Saved entries:
-*-*-

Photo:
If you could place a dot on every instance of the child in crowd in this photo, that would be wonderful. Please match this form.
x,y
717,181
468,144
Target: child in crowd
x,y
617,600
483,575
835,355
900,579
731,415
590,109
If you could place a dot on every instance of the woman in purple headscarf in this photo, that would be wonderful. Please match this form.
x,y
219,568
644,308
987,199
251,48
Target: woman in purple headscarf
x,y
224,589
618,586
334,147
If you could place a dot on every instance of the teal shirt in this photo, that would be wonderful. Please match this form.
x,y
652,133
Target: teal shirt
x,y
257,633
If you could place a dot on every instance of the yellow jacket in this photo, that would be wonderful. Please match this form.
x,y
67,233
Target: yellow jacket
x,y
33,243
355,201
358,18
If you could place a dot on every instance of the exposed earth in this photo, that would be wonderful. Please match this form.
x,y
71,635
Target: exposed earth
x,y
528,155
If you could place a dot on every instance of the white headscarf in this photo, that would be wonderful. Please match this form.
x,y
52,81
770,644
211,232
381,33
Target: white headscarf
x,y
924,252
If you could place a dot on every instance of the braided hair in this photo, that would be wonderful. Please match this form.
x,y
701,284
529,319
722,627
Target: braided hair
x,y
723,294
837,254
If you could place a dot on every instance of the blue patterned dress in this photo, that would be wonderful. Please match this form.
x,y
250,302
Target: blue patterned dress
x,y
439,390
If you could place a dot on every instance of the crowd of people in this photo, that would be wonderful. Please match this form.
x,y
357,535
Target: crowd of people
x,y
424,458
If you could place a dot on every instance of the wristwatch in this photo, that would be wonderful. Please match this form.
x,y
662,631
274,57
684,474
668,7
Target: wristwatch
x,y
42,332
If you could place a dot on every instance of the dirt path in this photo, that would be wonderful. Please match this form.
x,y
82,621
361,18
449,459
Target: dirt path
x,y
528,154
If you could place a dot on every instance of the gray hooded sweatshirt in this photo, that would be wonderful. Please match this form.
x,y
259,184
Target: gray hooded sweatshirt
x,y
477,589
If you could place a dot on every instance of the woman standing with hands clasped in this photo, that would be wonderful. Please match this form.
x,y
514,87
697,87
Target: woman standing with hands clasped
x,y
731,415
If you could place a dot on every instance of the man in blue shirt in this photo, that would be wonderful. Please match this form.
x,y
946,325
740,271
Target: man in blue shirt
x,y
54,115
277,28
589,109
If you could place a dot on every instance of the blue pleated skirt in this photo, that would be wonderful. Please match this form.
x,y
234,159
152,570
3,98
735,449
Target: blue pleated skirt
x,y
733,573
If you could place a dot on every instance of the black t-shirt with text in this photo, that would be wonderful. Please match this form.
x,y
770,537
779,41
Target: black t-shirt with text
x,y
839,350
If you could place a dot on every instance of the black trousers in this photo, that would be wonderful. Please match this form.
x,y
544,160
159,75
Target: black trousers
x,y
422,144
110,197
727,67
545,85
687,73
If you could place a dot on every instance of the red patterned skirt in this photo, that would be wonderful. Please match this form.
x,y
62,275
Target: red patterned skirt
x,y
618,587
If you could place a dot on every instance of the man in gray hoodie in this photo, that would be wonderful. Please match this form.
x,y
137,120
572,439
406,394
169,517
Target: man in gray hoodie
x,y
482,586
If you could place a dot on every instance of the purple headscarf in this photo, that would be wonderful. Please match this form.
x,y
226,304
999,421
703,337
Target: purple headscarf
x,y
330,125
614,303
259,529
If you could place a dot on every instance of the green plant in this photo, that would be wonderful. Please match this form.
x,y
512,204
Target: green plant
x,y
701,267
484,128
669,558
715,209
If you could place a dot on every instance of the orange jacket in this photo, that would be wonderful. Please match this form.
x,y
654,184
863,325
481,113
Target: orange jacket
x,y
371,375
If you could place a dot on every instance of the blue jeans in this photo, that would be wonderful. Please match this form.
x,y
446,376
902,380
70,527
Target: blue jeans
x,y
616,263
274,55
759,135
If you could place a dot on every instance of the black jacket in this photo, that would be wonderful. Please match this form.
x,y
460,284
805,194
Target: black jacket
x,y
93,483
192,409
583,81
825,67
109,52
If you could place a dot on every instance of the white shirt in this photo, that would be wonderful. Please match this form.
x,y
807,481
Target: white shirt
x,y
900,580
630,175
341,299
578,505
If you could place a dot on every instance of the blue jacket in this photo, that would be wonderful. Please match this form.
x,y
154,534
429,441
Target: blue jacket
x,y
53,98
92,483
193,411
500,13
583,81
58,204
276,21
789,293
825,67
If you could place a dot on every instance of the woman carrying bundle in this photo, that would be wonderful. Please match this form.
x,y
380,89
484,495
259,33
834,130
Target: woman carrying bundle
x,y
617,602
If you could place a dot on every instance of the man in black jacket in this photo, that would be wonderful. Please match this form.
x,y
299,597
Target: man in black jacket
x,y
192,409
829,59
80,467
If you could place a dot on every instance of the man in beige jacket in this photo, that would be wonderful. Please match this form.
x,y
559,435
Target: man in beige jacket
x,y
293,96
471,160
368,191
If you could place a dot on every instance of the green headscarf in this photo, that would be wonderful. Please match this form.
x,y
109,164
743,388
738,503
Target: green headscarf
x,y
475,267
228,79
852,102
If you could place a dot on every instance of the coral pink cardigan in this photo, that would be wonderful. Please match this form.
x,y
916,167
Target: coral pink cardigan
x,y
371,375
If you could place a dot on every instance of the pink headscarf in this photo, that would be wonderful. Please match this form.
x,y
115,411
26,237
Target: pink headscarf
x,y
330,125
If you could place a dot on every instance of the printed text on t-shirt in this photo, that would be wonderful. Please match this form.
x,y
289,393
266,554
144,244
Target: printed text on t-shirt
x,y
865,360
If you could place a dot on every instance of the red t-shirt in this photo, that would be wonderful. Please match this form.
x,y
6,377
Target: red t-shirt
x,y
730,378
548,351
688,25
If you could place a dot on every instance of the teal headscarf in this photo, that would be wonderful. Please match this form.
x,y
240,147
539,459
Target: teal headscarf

-*-*-

→ EXERCISE AIM
Repeat the full set of records above character for character.

→ YOUR RESPONSE
Photo:
If you could place a dot on every instance of the child in crowd in this photo, that would be wonderful. Please match this form.
x,y
717,181
468,144
Target: child in crowd
x,y
617,600
483,575
835,355
900,579
731,415
590,109
If you could place a dot on every instance of the woman in purple headscarf in this photo, that would be wonderful. Please match this form.
x,y
219,568
644,308
987,199
251,48
Target: woman in purple headscarf
x,y
224,589
618,586
334,147
If you could place a dot on every instance of the teal shirt in this photo, that would be wonderful. Please match this form.
x,y
652,133
Target: teal shirt
x,y
257,633
If you could place a dot on every instance of the yellow jacket in this photo, that would be wonderful. Please match this form.
x,y
67,233
Target: yellow jacket
x,y
33,243
355,201
358,18
If you could place a dot on every instance of the exposed earth in this photo, that would be wonderful. Please match this form.
x,y
71,635
Target: exposed earth
x,y
528,155
If you could place a dot on every instance of the white headscarf in this photo, that would be wonderful. Please match this form.
x,y
52,81
770,644
211,232
381,33
Target: white headscarf
x,y
924,252
If you could place a dot on every instance of the braided hair in this photo, that would be wonderful. Please match this form.
x,y
701,284
529,319
722,627
Target: braided hair
x,y
723,294
837,254
If you could place a dot on every instance of the blue patterned dress in this photo, that would be wonderful. Please match this form.
x,y
250,302
Target: blue patterned dress
x,y
439,390
If you could place a dot on every instance of the crowd of people in this photo, that would be wonderful. Please match this form.
x,y
357,535
Target: crowd of people
x,y
424,458
If you could place a dot on every instance of the wristwatch in this photo, that would be wonderful. Please match this form.
x,y
662,631
274,57
684,474
668,7
Target: wristwatch
x,y
42,332
If you could place a dot on every instance of the dirt path in this photo, that would be wonderful. Please match this form.
x,y
82,621
361,18
449,459
Target: dirt path
x,y
528,154
If you could place a dot on every instance of the gray hooded sweatshirt in this photo, that would be wonderful. Please match this form.
x,y
259,184
Target: gray hooded sweatshirt
x,y
477,589
If you could place a dot on every instance of the woman standing with hands clasped in this photo, that would be wonderful. Please match this form.
x,y
514,87
697,87
Target: woman standing with hands clasped
x,y
731,415
If you could place a dot on every instance of the man in blue shirt in this photo, that would be wonderful. Please match this form.
x,y
946,325
740,271
Target: man in blue shirt
x,y
54,115
277,28
589,109
If you could place a dot on every instance of the blue pleated skirt in this photo, that would be wonderful. Please match this form.
x,y
234,159
152,570
3,98
735,449
Target: blue pleated skirt
x,y
733,573
If you could place a dot on every instance of the black t-shirt with text in this photo, that would be wonderful. Please match this form.
x,y
770,537
779,41
Target: black t-shirt with text
x,y
839,350
If you could place a dot on every instance of the black trousers in this photo, that would be wonderful. Please match this form.
x,y
544,160
159,75
Target: black trousers
x,y
422,144
110,197
727,67
545,85
687,73
If you could place a dot on every instance of the red patterned skirt in this photo, that would be wonderful. Please match this form.
x,y
62,275
Target: red patterned skirt
x,y
618,587
If you could place a dot on every instance of the man in gray hoodie in this photo, that would be wonderful. Please match this form.
x,y
137,120
572,439
406,394
169,517
Target: man in gray hoodie
x,y
482,586
If you could place a dot on every instance of the purple headscarf in this photo, that would be wonderful. Please match this form.
x,y
226,304
999,421
703,337
Target: purple headscarf
x,y
330,125
614,303
259,529
If you could place a dot on every instance of the green plant in this photo, that would be wonderful. Please match this form.
x,y
512,204
Target: green plant
x,y
701,267
484,128
669,558
715,209
If you could place a dot on every instance of the orange jacket in this photo, that would be wonderful. Please match this form.
x,y
654,184
863,325
481,113
Target: orange jacket
x,y
371,375
If you could place a dot on every instance of the blue jeans in this photo, that would be wonderful. Please match this form.
x,y
446,376
902,380
70,527
Target: blue jeans
x,y
616,263
274,55
759,135
If you could place a dot on every instance of the black jacket in this photo, that would be wonderful. Please match this form.
x,y
460,284
805,194
Target: black jacket
x,y
93,483
192,409
583,81
825,67
109,52
If you could place a dot on every instance of the white shirt in this photo, that would be wonderful. Please match this form.
x,y
807,481
Target: white shirt
x,y
900,580
630,175
341,299
578,505
If you could place a dot on every instance of the blue jacket in this photo, that would be wonderful. Please match this form.
x,y
154,534
429,441
Target: blue jacket
x,y
53,98
92,483
193,411
500,13
583,81
58,204
276,21
789,293
825,67
If you could place a dot on every instance of the woman carrying bundle in this photo, that would be wonderful. Please match this form.
x,y
380,89
484,495
259,33
834,130
Target: woman carrying bundle
x,y
617,602
If you could place a dot on every instance of the man in black jacket in this photo, that would be wonderful. Please match this form.
x,y
299,597
Target: man in black jacket
x,y
192,409
829,59
80,467
If you could place a dot on every instance of the man in beige jacket in this photo, that would be wonderful. Please match this form.
x,y
559,435
Target: man in beige jacket
x,y
293,96
471,160
368,191
If you could place a dot on every instance of the green headscarf in this photo, that would be wonderful. Please match this form.
x,y
109,164
743,388
738,503
Target: green headscarf
x,y
475,267
228,79
852,102
If you could place a dot on every instance of the coral pink cardigan in this photo, that would be wonderful. Please match this form.
x,y
916,167
Target: coral pink cardigan
x,y
371,375
If you could place a dot on every instance of the pink headscarf in this photo, that would be wonderful. Please match this form.
x,y
115,411
26,237
Target: pink headscarf
x,y
330,125
If you could place a dot on every instance of the printed text on t-shirt in this photo, that would be wonderful. Please match this form.
x,y
289,393
266,554
144,244
Target: printed text on t-shirt
x,y
865,360
If you could place a dot on every instance of the red t-shirt in this photo, that would be wonderful. Please match this form.
x,y
6,377
Target: red t-shirt
x,y
730,378
548,351
688,25
If you could place a dot on every instance of the teal headscarf in this photo, that would be wonderful. Please match this form.
x,y
240,147
539,459
Target: teal headscarf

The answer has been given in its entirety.